To do ▸ When you reach the line containing "TARGET = monument obelisk" in the records below, start copying exactly, and stop once you have copied the line containing "TARGET = printed photo on sign".

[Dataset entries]
- - - - -

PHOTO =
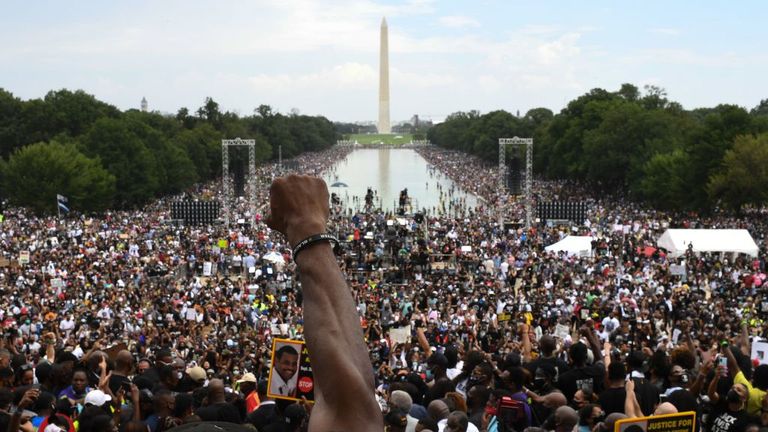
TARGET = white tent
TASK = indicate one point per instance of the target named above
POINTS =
(677, 241)
(573, 245)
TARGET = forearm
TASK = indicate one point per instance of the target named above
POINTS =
(333, 334)
(712, 390)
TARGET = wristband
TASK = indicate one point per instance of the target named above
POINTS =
(317, 238)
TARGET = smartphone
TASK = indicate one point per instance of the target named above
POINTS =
(722, 361)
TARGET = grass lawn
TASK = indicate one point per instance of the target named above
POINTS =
(394, 139)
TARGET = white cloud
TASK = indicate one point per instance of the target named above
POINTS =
(458, 21)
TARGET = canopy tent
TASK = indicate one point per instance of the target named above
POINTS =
(677, 241)
(573, 245)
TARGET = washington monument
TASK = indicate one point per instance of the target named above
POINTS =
(384, 126)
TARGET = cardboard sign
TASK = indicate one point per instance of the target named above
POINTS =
(290, 374)
(680, 422)
(760, 351)
(114, 350)
(562, 331)
(400, 335)
(677, 269)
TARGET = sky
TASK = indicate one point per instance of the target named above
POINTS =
(320, 57)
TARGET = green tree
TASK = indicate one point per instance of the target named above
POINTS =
(744, 176)
(663, 183)
(10, 117)
(125, 156)
(203, 146)
(34, 175)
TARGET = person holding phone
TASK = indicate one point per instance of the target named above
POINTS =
(756, 389)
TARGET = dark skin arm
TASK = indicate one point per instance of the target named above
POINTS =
(299, 209)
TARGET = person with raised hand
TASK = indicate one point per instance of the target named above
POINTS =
(344, 381)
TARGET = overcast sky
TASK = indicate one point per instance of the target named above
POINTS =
(321, 56)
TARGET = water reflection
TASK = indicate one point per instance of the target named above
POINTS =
(388, 171)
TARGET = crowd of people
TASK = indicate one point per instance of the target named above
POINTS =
(131, 320)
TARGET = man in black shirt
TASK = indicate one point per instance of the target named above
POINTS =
(734, 418)
(582, 376)
(547, 345)
(612, 398)
(218, 409)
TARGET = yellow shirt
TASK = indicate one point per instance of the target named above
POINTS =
(755, 401)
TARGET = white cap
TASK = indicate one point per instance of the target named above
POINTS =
(97, 398)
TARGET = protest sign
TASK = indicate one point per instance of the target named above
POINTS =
(562, 331)
(760, 351)
(400, 335)
(680, 422)
(290, 376)
(677, 269)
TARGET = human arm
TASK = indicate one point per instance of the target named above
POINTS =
(631, 406)
(526, 339)
(698, 384)
(29, 398)
(733, 366)
(423, 342)
(136, 402)
(712, 389)
(299, 209)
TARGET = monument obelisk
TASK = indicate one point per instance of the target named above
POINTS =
(384, 126)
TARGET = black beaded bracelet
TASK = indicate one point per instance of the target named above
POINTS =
(315, 239)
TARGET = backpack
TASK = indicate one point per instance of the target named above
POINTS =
(512, 415)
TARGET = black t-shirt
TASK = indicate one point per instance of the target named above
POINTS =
(263, 416)
(647, 395)
(560, 366)
(219, 412)
(730, 421)
(611, 400)
(582, 378)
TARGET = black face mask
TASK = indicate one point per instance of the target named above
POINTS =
(732, 397)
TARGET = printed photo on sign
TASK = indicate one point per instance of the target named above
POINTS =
(290, 376)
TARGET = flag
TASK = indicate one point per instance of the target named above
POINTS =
(61, 201)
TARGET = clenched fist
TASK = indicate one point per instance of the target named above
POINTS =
(298, 207)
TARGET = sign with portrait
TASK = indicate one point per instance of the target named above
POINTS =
(290, 374)
(680, 422)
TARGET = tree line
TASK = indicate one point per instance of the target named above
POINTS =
(634, 142)
(100, 158)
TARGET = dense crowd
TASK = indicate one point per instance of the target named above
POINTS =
(131, 320)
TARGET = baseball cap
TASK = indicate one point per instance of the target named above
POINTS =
(97, 398)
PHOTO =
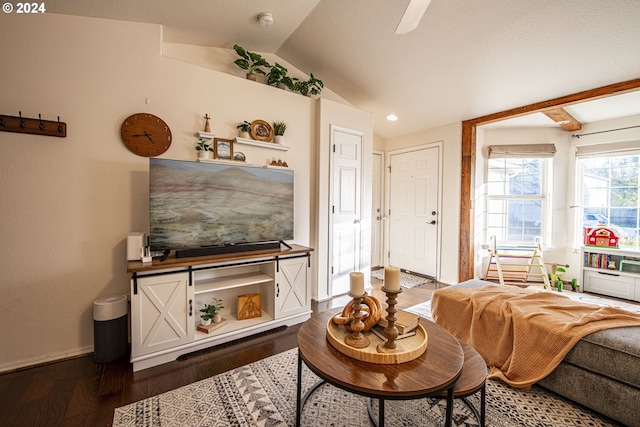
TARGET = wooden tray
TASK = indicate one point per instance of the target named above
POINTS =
(407, 348)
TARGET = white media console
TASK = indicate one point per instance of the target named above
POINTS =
(166, 298)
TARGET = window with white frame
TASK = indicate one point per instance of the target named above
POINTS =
(610, 194)
(517, 197)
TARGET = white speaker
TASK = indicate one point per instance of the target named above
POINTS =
(134, 246)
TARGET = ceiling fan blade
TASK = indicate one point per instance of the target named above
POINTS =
(412, 16)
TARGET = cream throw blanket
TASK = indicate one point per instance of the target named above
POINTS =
(522, 334)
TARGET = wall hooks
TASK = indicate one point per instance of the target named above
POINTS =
(37, 126)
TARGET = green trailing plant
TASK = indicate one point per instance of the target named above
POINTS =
(279, 127)
(278, 75)
(202, 145)
(313, 86)
(251, 62)
(244, 126)
(210, 310)
(556, 278)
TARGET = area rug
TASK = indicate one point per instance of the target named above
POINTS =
(407, 280)
(264, 394)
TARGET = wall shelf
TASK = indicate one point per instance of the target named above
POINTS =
(255, 143)
(245, 141)
(206, 135)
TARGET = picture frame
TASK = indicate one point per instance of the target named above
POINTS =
(223, 148)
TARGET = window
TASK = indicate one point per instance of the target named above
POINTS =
(517, 201)
(610, 196)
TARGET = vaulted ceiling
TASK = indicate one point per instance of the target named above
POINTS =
(466, 58)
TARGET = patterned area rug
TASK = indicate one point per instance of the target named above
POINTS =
(264, 394)
(407, 280)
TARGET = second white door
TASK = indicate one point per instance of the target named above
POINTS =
(413, 210)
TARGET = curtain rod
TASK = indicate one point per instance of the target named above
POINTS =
(603, 131)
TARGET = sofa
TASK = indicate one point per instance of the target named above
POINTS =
(601, 371)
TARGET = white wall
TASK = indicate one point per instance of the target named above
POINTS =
(67, 204)
(451, 136)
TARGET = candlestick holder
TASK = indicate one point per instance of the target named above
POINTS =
(390, 332)
(357, 338)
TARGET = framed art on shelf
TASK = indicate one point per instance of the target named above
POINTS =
(223, 148)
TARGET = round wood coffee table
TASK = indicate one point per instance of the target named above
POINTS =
(435, 371)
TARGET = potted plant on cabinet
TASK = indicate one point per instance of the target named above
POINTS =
(212, 312)
(250, 62)
(277, 77)
(204, 149)
(245, 129)
(278, 128)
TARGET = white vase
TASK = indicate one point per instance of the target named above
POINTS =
(204, 154)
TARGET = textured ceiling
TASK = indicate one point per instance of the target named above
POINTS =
(467, 58)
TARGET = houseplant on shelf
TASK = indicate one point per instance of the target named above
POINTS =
(312, 86)
(212, 312)
(277, 77)
(245, 129)
(250, 62)
(204, 149)
(278, 128)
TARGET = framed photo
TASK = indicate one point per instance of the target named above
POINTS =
(223, 148)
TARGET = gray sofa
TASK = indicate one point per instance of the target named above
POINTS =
(601, 372)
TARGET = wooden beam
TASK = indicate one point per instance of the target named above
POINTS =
(467, 193)
(563, 118)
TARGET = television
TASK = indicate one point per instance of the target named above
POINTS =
(201, 208)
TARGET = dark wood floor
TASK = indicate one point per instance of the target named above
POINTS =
(80, 392)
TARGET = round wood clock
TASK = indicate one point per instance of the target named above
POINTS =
(145, 134)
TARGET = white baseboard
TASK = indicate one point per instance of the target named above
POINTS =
(26, 363)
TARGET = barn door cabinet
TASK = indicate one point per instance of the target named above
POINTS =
(166, 298)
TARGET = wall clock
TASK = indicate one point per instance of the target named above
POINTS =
(145, 134)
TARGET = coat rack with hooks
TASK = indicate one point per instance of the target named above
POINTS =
(34, 126)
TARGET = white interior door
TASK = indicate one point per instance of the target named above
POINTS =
(413, 210)
(345, 208)
(377, 186)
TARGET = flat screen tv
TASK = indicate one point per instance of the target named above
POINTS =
(195, 205)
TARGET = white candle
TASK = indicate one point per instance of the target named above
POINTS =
(392, 278)
(356, 283)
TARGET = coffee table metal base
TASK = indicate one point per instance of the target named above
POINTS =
(301, 400)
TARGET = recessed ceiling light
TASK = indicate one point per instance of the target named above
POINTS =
(265, 19)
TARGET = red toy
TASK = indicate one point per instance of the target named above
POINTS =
(600, 236)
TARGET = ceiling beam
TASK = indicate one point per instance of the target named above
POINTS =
(563, 118)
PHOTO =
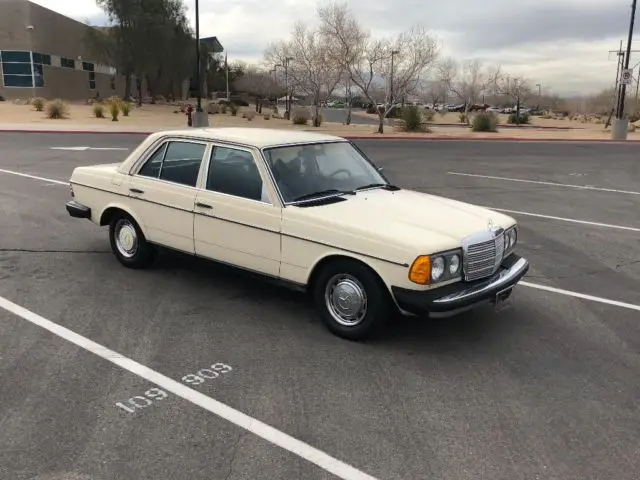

- - - - -

Written solution ▸
TARGET = monument obelisk
TASK = indicate one point per instance of the target named above
POINTS =
(384, 126)
TARGET = black beaded bracelet
TASK = indicate one point per instance of the target named above
POINTS =
(315, 239)
TARGET = backpack
TASK = indicate one point per instance of the target named above
POINTS =
(512, 415)
TARGET = black t-shirt
TASK = indicate one point per instance of the target named above
POINTS =
(263, 416)
(647, 395)
(560, 366)
(219, 412)
(730, 421)
(611, 400)
(582, 378)
TARGET = black face mask
TASK = indicate one point per instance of the target named above
POINTS =
(732, 397)
TARGET = printed photo on sign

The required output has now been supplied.